Repeat, exactly and completely, the entries shown underneath.

» Source material

=-=-=

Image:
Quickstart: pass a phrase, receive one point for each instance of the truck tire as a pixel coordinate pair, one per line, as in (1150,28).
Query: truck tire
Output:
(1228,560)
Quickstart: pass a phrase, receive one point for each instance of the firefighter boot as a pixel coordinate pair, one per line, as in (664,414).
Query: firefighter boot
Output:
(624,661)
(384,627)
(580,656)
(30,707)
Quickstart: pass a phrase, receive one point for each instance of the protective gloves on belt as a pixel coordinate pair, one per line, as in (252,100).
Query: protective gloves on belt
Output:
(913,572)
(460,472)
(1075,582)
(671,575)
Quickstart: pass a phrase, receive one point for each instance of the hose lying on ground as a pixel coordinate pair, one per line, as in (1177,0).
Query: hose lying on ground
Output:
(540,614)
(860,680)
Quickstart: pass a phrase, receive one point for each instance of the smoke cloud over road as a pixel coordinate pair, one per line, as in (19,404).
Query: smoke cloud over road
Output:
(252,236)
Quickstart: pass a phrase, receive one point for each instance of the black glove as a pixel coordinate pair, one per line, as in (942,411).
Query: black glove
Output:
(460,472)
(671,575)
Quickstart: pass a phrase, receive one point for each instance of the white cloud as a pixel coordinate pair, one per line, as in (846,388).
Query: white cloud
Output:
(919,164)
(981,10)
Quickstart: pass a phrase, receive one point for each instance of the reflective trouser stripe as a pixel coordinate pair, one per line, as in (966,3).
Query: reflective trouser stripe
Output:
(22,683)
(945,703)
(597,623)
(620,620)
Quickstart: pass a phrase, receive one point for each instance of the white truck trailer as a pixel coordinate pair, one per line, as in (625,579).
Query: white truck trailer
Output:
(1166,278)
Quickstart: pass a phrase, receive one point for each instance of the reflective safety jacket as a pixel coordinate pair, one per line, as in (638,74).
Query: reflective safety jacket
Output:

=-=-=

» Solution
Image:
Quickstart: pass a phrase, receive one point for each instance of the truck tire as a pixel coordinate pair, one per line, as in (1150,28).
Query: truck tire
Output:
(1228,560)
Quickstart: pass a phrase, receive one point for each instance of the firefighter boot as a pixel coordinate pair, one per line, as in (664,414).
Query: firefighter boot
Output:
(624,661)
(384,627)
(580,656)
(30,707)
Quickstart: pass a phrase, receive one point for each instance of the protective gloves on belt as a pixel coordinate pair, one per line, as in (252,100).
Query: protective gloves on belt
Output:
(913,572)
(460,472)
(1075,582)
(671,575)
Quickstart: pass a phrase, receive one point for each instance of the hose lying on ground as a pixel coordinate pair, one per line, as in (1177,0).
Query: hose lying on ground
Output:
(540,614)
(860,680)
Quickstart: pass a phrase, receive one point for each instance of the smoke cloud over road as a pixel coordinate pair, one per line, as in (19,404).
Query: smoke cloud over road
Output:
(252,236)
Quickstart: pass a phrase, receive one point for each instance of the black glove as a pixel coordinate pair, one per line, as in (942,411).
Query: black glove
Output:
(460,472)
(671,575)
Quickstart: pass a phrase, receive one point for each instance of the white cloud as a pixel coordinate pair, one per line, as in (846,388).
Query: white cloud
Output:
(919,164)
(981,10)
Quickstart: pass a phrase, receive one point for each instance of the reflective trouser stripe as a pixel coordinate pair, one per line, as in (966,3).
Query: reflective trouser stripe
Output:
(22,683)
(945,703)
(597,623)
(620,620)
Quickstart: pass a phrase, receive one point for each instance of the white truck trailer as a pixel coordinate pair, one per line, as in (625,579).
Query: white truck trailer
Output:
(1166,278)
Quickstart: pass a phrase, receive one point for each instance of the reflective safety jacket as a pixel coordinate pair, one per line, as in (638,74).
Query: reflective safety jacket
Output:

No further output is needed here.